■ Written problem ■
For each statement below, (a), (b), and (c), state yes or no as to whether it agrees with the Bay of Plenty Rugby Union text, and quote the exact words of the text that decide it. (a) A separate Bay of Plenty union was established in 1911. (b) Dave Gallaher grew up in Matata. (c) Les McLean played at full-back against the 1921 Springboks.

■ Reading passage ■
The Bay of Plenty Rugby Union (also referred to as "Bay of Plenty" or "BOPRU") is the governing body for rugby union in a portion of the Bay of Plenty Region of New Zealand. Its colours are dark blue and yellow in a hooped design. The BOPRU govern the running of the Bay of Plenty representative team which have won New Zealand's first-tier domestic competition National Provincial Championship (Air New Zealand Cup and ITM Cup) once. Their most recent victory was the 1976 competition, they were the first side to win the competition. Bay of Plenty also acts as a primary feeder to the Chiefs, who play in the Super Rugby competition.

The union also administers all club rugby within the region, including the Bayfair Baywide competition and other senior club rugby. As well, the union is responsible for school rugby.

History
Bay of Plenty played a prominent role in the early history of rugby in New Zealand. The 1888–89 New Zealand Natives (the first New Zealand representative rugby team to tour beyond Australia) included five Warbrick brothers from the small Bay of Plenty settlement of Matata. Dave Gallaher, the captain of the legendary 1905 All Black Originals, grew up in Katikati. But it was not until 1911 that a separate Bay of Plenty Rugby Football Union was established. Before then Bay of Plenty was included within the South Auckland union. The current nickname for the team is the "Steamers".

Representatives

Bay of Plenty-based players were amongst the most prominent in the formative years of the game, but it was not until 1911 that the Bay of Plenty union was fully affiliated to the national body. Up until this time the BOP union was included within the South Auckland union boundaries. As the boundaries of the new union grew, and new sub-unions were formed, the union achieved its first national representation when A.L. McLean was selected for the All Blacks in 1921. McLean was the first of 22 men who have represented New Zealand while wearing the blue and gold hoops, in addition to the many players who received their rugby education in the Bay of Plenty before achieving higher honours elsewhere. As the heartland of Maori rugby the region has produced a large number of Māori All Blacks, while age group and secondary school teams from throughout the union have also established a long and successful heritage that is the envy of many.

Great players

Sam Cane who hails from Reporoa is the most capped All Black who has represented Bay of Plenty. 
Cane has 70 caps for the New Zealand National team and has been the captain since the start of 2020.

Les McLean was the first of the 22 players who have so far been selected for the All Blacks from Bay of Plenty. He played as a forward in the second and third tests against the 1921 Springboks – and at full-back against New South Wales in 1923.

■ Data section ■
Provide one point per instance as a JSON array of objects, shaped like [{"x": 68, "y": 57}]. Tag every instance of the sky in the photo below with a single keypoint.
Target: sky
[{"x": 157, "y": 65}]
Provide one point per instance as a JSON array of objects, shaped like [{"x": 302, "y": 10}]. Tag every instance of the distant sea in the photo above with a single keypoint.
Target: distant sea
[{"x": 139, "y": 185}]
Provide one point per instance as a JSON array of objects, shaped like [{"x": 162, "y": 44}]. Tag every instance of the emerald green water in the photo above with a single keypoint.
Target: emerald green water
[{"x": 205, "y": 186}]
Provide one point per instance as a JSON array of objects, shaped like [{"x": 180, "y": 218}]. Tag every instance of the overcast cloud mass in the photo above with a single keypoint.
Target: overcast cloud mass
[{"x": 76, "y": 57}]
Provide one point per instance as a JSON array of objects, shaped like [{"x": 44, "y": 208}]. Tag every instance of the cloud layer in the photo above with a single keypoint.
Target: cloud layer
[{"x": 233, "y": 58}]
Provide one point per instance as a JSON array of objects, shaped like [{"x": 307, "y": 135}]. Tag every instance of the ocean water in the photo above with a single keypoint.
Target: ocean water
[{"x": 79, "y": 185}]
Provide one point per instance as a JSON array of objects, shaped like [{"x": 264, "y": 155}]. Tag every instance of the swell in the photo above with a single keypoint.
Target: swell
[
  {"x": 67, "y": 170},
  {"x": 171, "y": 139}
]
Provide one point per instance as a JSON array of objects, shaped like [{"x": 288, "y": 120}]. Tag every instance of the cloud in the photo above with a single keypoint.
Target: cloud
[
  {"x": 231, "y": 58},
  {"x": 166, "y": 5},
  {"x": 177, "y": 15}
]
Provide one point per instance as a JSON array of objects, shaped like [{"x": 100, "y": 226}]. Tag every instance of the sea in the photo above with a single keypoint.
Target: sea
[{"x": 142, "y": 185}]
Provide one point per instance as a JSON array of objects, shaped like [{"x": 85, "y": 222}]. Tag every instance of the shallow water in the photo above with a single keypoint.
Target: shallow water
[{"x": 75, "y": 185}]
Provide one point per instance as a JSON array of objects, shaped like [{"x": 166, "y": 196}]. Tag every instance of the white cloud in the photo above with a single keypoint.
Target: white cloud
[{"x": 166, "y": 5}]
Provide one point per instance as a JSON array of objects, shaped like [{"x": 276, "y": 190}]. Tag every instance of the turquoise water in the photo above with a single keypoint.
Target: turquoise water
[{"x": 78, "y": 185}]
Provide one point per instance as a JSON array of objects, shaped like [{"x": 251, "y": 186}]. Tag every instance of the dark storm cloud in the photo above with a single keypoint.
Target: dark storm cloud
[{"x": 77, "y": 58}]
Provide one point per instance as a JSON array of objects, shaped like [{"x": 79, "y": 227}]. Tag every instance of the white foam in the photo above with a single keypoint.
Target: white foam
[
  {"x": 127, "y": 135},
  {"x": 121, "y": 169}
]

■ Complete answer ■
(a) Yes: "But it was not until 1911 that a separate Bay of Plenty Rugby Football Union was established."
(b) No: "Dave Gallaher, the captain of the legendary 1905 All Black Originals, grew up in Katikati."
(c) No: "He played as a forward in the second and third tests against the 1921 Springboks"